- **Task brief**
Render every line of the listing below as a numbered list, leaving out any blank lines.

%%

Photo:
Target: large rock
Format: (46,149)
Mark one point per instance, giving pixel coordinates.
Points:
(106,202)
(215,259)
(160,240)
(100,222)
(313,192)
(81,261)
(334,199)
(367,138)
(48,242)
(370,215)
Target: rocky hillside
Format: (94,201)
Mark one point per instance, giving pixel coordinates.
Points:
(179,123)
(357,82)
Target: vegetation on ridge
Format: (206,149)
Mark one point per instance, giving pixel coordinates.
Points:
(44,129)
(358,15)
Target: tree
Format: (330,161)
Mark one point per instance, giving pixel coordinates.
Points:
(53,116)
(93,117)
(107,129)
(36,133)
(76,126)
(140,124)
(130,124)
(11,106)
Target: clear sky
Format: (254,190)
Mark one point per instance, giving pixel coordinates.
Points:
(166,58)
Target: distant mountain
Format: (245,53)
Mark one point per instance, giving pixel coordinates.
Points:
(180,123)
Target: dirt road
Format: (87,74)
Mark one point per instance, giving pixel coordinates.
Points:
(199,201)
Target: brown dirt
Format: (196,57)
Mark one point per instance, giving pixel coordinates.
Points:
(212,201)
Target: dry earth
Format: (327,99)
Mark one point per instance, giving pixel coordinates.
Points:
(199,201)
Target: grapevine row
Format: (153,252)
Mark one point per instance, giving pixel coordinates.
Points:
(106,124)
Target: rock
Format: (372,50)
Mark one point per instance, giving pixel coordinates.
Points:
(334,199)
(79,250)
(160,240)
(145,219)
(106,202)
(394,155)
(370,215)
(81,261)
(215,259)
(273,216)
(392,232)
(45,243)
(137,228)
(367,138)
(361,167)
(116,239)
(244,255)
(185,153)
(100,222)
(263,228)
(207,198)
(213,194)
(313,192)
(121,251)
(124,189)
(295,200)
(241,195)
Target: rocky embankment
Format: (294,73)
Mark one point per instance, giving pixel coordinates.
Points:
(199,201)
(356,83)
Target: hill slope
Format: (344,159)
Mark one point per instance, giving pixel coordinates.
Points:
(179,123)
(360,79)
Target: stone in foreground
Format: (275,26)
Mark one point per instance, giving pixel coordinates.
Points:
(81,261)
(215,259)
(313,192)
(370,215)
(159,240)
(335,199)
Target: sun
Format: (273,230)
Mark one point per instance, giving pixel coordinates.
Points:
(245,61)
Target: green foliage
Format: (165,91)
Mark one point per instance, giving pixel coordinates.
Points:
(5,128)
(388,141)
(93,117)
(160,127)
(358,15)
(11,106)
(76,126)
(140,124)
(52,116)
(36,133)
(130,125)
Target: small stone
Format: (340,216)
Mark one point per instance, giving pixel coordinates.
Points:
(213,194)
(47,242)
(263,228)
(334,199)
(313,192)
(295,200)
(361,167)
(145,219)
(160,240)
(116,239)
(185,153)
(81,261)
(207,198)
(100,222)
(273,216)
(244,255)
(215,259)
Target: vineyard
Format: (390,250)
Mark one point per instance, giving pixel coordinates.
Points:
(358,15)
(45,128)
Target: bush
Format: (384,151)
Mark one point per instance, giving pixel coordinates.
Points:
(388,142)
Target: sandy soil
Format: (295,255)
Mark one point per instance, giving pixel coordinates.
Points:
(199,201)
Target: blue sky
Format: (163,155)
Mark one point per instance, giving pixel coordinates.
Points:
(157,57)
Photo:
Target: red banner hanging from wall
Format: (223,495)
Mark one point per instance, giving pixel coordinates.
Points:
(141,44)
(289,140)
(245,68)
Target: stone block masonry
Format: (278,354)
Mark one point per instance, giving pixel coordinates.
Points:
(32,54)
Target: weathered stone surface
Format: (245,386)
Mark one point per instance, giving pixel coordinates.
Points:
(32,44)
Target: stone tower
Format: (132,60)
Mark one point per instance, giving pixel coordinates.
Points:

%%

- **Written solution**
1. Photo:
2. Target: large rock
3. Format: (46,149)
4. Mark one point per instance, giving pixel coordinates.
5. Points:
6. (106,202)
7. (215,259)
8. (160,240)
9. (100,222)
10. (313,192)
11. (81,261)
12. (334,199)
13. (367,138)
14. (48,242)
15. (370,215)
16. Target: rocky hillside
17. Format: (94,201)
18. Mark one point per instance, giving pixel coordinates.
19. Points:
20. (179,123)
21. (357,82)
22. Target: vegetation on ridge
23. Format: (206,149)
24. Mark one point per instance, giving pixel coordinates.
25. Points:
26. (44,129)
27. (358,15)
28. Target: tree
29. Format: (330,161)
30. Mark one point per instance, giving pixel coordinates.
31. Points:
32. (53,116)
33. (93,117)
34. (107,129)
35. (36,133)
36. (76,126)
37. (140,124)
38. (130,124)
39. (11,106)
40. Target: clear sky
41. Format: (254,190)
42. Mark one point per instance, giving pixel coordinates.
43. Points:
44. (166,58)
45. Target: distant mountain
46. Format: (245,53)
47. Mark one point per instance, giving pixel coordinates.
48. Points:
49. (180,123)
50. Target: dirt road
51. Format: (87,74)
52. Mark one point per instance, giving pixel coordinates.
53. Points:
54. (199,201)
55. Target: brown dirt
56. Format: (196,57)
57. Mark one point per instance, giving pixel coordinates.
58. Points:
59. (212,201)
60. Target: dry earth
61. Format: (327,99)
62. Mark one point per instance, giving pixel coordinates.
63. Points:
64. (199,201)
65. Target: grapevine row
66. Format: (153,252)
67. Mark one point per instance, giving pixel coordinates.
68. Points:
69. (106,124)
70. Target: rock
71. Format: (372,50)
72. Mark one point per instance, giving pixel coordinates.
73. Points:
74. (334,199)
75. (79,250)
76. (160,240)
77. (145,219)
78. (106,202)
79. (394,155)
80. (370,215)
81. (81,261)
82. (215,259)
83. (273,216)
84. (392,232)
85. (45,243)
86. (137,228)
87. (367,138)
88. (361,167)
89. (116,239)
90. (244,255)
91. (185,153)
92. (100,222)
93. (263,228)
94. (207,198)
95. (213,194)
96. (313,192)
97. (121,251)
98. (124,189)
99. (295,200)
100. (241,195)
101. Target: rocky embankment
102. Format: (294,73)
103. Mark one point per instance, giving pixel coordinates.
104. Points:
105. (199,201)
106. (356,83)
107. Target: hill slope
108. Format: (344,159)
109. Mark one point per instance, giving pixel coordinates.
110. Points:
111. (179,123)
112. (360,79)
113. Target: stone in foreground
114. Format: (275,26)
115. Mark one point per instance, giving pixel coordinates.
116. Points:
117. (81,261)
118. (215,259)
119. (313,192)
120. (370,215)
121. (159,240)
122. (335,199)
123. Target: sun
124. Format: (273,230)
125. Mark one point per instance, giving pixel coordinates.
126. Points:
127. (245,61)
128. Target: green foliage
129. Format: (165,91)
130. Mark one point per instance, giving pixel coordinates.
131. Points:
132. (5,128)
133. (388,141)
134. (93,117)
135. (160,127)
136. (358,15)
137. (11,106)
138. (76,126)
139. (140,124)
140. (52,116)
141. (36,133)
142. (130,125)
143. Target: small stone
144. Format: (340,216)
145. Mark one point per instance, giving pixel coordinates.
146. Points:
147. (213,194)
148. (47,242)
149. (263,228)
150. (334,199)
151. (313,192)
152. (295,200)
153. (361,167)
154. (145,219)
155. (160,240)
156. (116,239)
157. (185,153)
158. (81,261)
159. (207,198)
160. (100,222)
161. (273,216)
162. (244,255)
163. (215,259)
164. Target: vineyard
165. Format: (390,250)
166. Mark one point per instance, giving pixel coordinates.
167. Points:
168. (358,15)
169. (45,128)
170. Target: bush
171. Format: (384,151)
172. Mark one point per instance, giving pixel coordinates.
173. Points:
174. (388,142)
175. Target: sandy soil
176. Format: (295,255)
177. Mark one point per instance, giving pixel coordinates.
178. Points:
179. (199,201)
180. Target: blue sky
181. Format: (163,155)
182. Mark one point per instance, giving pixel coordinates.
183. Points:
184. (157,57)
185. Photo:
186. Target: red banner hanging from wall
187. Format: (223,495)
188. Mark one point per instance, giving pixel coordinates.
189. Points:
190. (141,44)
191. (289,140)
192. (245,68)
193. Target: stone block masonry
194. Format: (278,354)
195. Mark one point per instance, giving pixel coordinates.
196. Points:
197. (32,54)
198. Target: weathered stone surface
199. Format: (245,386)
200. Mark one point per instance, giving pixel coordinates.
201. Points:
202. (32,44)
203. Target: stone tower
204. Format: (132,60)
205. Mark one point per instance, giving pixel coordinates.
206. Points:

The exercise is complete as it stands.